PROBLEM
Select and copy each line in the items below that contains the string "trace".

BEGIN RECORDS SUPPLIED

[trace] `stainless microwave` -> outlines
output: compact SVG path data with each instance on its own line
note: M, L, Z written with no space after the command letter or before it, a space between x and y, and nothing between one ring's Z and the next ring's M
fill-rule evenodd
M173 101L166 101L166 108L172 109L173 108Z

END RECORDS SUPPLIED
BEGIN RECORDS SUPPLIED

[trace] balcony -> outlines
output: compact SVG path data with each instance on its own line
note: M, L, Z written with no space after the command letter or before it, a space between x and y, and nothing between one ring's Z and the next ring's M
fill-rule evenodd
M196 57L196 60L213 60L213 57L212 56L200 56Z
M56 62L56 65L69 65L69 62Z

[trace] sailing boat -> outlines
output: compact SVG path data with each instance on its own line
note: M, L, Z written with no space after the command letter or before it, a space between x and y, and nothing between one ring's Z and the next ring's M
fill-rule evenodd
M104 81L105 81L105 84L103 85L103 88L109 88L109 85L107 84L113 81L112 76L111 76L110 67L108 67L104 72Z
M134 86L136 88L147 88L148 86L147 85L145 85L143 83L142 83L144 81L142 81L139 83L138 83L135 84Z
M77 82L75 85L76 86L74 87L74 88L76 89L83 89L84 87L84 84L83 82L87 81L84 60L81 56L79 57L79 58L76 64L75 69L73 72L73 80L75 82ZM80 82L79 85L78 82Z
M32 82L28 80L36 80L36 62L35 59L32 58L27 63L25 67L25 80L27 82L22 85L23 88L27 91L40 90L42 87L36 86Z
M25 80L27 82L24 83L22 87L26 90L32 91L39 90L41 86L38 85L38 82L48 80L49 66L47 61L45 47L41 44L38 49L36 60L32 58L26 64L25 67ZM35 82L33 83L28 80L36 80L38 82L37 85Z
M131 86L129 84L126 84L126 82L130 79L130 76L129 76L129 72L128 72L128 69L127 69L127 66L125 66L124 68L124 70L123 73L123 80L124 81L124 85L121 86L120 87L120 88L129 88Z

END RECORDS SUPPLIED
BEGIN RECORDS SUPPLIED

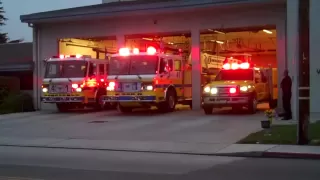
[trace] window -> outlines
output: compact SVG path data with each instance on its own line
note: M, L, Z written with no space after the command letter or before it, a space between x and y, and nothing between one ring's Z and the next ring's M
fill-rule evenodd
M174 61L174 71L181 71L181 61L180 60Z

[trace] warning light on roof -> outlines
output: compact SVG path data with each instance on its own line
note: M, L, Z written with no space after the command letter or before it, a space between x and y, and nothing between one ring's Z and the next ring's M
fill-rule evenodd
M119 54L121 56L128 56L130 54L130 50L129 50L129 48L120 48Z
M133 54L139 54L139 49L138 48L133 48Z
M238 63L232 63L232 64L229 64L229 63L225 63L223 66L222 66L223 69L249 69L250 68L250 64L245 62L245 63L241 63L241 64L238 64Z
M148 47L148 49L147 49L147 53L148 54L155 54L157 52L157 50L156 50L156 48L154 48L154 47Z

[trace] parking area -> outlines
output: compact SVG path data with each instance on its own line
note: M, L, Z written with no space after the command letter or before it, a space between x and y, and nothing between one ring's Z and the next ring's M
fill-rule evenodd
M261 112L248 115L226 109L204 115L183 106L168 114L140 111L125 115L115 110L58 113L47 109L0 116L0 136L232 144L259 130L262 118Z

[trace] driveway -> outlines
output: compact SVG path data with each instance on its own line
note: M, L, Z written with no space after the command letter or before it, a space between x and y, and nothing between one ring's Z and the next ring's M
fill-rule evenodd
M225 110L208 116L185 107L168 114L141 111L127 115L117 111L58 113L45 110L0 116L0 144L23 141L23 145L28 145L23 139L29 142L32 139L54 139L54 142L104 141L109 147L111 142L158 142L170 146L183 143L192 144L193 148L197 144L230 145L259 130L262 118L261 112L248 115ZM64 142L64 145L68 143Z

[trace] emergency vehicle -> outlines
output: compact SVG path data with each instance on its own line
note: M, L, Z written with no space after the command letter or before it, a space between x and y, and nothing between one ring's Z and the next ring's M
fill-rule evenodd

END RECORDS SUPPLIED

REPLY
[trace] `stainless microwave` -> outlines
[trace] balcony -> outlines
[trace] sailing boat -> outlines
[trace] window -> outlines
[trace] warning light on roof -> outlines
[trace] parking area -> outlines
[trace] driveway -> outlines
[trace] emergency vehicle -> outlines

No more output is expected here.